═══ Data records

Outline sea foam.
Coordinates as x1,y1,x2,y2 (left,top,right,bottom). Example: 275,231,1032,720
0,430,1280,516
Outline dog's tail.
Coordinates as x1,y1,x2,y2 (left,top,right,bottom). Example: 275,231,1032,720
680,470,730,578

══════
═══ Data records

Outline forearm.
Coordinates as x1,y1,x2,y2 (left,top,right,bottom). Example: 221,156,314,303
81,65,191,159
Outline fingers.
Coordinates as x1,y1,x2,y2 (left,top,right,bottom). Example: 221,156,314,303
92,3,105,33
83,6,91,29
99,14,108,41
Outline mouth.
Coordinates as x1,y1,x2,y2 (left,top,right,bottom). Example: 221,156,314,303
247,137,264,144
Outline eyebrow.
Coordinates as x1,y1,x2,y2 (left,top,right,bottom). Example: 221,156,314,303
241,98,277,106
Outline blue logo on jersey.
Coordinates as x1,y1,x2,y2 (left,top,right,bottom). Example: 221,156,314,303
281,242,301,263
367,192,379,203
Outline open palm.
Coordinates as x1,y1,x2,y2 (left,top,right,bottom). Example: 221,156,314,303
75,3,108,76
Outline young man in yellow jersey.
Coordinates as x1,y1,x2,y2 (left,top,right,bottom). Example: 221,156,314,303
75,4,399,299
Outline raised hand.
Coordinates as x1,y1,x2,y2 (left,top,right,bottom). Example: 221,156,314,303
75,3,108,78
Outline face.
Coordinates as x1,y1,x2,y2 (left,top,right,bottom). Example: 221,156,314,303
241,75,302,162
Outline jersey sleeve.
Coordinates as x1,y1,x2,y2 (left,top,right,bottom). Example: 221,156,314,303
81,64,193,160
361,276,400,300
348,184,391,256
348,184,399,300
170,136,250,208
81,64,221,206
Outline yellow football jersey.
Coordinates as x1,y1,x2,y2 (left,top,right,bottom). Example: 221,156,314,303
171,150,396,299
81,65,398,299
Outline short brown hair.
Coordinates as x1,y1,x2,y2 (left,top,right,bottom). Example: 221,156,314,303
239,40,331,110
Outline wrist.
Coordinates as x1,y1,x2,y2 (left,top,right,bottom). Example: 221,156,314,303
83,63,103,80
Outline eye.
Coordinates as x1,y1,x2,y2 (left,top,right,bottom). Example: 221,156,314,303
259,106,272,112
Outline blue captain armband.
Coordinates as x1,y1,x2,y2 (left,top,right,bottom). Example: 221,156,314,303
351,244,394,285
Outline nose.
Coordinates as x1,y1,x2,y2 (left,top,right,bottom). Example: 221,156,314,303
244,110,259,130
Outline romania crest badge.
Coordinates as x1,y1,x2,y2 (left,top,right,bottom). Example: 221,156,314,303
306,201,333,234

══════

> Short exercise
Please revise the material from the line with "Outline eye." to the line with "306,201,333,234", changing "crest badge" to "crest patch" and leaving everything else untouched. Return only those lines.

> Exercise solution
Outline eye.
Coordinates as x1,y1,x2,y2 (left,top,right,bottom). Example: 221,156,314,303
259,106,272,112
Outline blue captain armband.
Coordinates as x1,y1,x2,y2 (left,top,right,bottom). Example: 221,156,314,303
351,244,394,285
Outline nose.
Coordinates as x1,y1,x2,y2 (left,top,right,bottom). Example: 221,156,314,303
244,110,259,130
Outline romania crest patch.
Coordinates as x1,y1,x2,y2 (left,top,right,bottom). Example: 221,156,314,303
306,201,333,234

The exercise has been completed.